— The request —
From the 2015 New Zealand Music Awards text below, quote the passage that starts at "The first was" and ends with "Up In Smoke.", word for word.

— Document extract —
● ● ● ●
The 2015 New Zealand Music Awards was the 50th holding of the annual ceremony featuring awards for musical recording artists based in or originating from New Zealand. It took place on 19 November 2015 at Vector Arena in Auckland and was hosted by Taika Waititi. The awards show was broadcast live on TV3, and hosted by Sharyn Casey and Dominic Bowden. 2015 marks the 50th anniversary of the awards from its origins in 1965 as the Loxene Golden Disc.

The awards were dominated by Broods, who won Album of the Year, Best Group, Best Pop Album, and Radio Airplay Record of the Year. Marlon Williams won two awards, Best Male Solo Artist and Breakthrough Artist of the Year. Lorde won Single of the Year and shared the International Achievement award with Savage.

Early awards 
While most of the awards will be presented at the main awards ceremony held in November, five genre awards were presented earlier in the year at ceremonies of their field.
 The first was awarded in January, with the Tui for Best Folk Album presented at the Auckland Folk Festival in Kumeu to Auckland group Great North for their album Up In Smoke.
 The Tui for Best Jazz Album was presented in April at the National Jazz Festival in Tauranga to Auckland band DOG for their debut album DOG.
 The Best Country Music Album Tui was presented in May at the New Zealand Country Music Awards in Gore to Tami Neilson for her album Dynamite!.
● ● ● ●
— Material provided —
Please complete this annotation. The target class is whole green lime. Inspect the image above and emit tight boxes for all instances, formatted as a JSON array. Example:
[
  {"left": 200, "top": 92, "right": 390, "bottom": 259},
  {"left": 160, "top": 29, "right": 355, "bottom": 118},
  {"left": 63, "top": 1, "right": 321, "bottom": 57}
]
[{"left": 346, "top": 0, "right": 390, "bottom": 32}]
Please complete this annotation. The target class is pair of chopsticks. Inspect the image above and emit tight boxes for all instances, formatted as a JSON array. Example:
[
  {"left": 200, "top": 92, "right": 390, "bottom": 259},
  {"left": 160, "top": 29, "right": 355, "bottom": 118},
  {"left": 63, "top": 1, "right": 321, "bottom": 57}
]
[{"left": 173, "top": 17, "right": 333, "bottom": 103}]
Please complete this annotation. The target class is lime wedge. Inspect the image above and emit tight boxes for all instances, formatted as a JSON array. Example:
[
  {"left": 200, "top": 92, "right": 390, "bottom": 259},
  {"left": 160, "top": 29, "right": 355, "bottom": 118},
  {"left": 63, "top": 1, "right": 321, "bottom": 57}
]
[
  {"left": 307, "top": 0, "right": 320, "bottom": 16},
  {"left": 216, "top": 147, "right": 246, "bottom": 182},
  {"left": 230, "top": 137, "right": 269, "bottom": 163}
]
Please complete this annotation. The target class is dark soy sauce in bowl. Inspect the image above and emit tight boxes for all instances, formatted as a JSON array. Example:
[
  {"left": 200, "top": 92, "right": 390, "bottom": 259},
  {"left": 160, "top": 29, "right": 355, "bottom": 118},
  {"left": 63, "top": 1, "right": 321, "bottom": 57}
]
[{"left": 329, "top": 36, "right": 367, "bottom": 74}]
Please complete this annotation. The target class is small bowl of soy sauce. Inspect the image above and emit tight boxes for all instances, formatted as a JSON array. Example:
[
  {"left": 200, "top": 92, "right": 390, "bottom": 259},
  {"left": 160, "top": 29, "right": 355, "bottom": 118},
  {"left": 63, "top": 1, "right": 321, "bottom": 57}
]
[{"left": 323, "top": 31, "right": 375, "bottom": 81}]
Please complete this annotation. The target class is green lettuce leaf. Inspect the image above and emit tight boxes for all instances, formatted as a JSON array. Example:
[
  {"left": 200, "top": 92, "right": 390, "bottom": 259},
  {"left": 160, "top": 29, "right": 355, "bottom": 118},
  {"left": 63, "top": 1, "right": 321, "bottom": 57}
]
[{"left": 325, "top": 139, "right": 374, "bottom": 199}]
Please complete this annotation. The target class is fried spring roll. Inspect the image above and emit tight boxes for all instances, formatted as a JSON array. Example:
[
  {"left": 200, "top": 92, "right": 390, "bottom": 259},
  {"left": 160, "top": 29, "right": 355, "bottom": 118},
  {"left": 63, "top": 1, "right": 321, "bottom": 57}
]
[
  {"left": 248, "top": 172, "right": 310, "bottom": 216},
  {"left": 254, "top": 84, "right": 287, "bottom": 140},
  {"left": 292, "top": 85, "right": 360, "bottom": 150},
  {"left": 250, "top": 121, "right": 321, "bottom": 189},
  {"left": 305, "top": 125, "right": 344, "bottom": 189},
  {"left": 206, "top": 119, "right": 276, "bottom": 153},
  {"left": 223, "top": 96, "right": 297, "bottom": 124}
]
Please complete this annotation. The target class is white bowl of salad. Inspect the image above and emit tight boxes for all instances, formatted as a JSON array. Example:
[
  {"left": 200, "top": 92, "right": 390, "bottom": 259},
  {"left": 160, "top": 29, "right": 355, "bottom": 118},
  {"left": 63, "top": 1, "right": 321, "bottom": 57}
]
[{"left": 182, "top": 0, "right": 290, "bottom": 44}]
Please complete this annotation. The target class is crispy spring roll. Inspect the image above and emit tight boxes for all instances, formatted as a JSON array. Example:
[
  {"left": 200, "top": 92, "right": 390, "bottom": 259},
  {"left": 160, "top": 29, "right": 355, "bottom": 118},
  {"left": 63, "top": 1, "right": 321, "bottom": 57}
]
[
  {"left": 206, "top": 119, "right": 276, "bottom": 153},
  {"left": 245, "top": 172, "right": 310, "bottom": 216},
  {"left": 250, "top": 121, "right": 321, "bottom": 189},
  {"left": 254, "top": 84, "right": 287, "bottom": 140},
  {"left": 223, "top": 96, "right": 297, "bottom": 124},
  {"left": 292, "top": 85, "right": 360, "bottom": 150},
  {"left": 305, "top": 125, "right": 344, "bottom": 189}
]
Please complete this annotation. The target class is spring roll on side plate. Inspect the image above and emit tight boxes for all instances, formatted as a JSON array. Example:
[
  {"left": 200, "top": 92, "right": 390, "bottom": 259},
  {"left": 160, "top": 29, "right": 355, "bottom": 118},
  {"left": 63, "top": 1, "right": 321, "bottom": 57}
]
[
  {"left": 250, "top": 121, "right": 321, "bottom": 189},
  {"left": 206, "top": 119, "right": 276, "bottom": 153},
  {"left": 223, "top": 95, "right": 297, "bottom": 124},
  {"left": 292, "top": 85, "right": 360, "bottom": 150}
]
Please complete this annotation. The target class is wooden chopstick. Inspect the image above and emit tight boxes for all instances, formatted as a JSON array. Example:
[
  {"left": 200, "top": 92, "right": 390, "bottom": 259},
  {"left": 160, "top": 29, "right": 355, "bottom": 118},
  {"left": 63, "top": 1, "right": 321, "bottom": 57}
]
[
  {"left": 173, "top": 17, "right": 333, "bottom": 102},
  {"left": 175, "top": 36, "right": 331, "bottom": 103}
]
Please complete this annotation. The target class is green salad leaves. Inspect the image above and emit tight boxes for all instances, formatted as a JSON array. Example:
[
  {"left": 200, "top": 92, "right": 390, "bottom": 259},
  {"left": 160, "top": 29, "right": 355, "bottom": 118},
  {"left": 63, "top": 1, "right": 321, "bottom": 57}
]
● ● ● ●
— Response below —
The first was awarded in January, with the Tui for Best Folk Album presented at the Auckland Folk Festival in Kumeu to Auckland group Great North for their album Up In Smoke.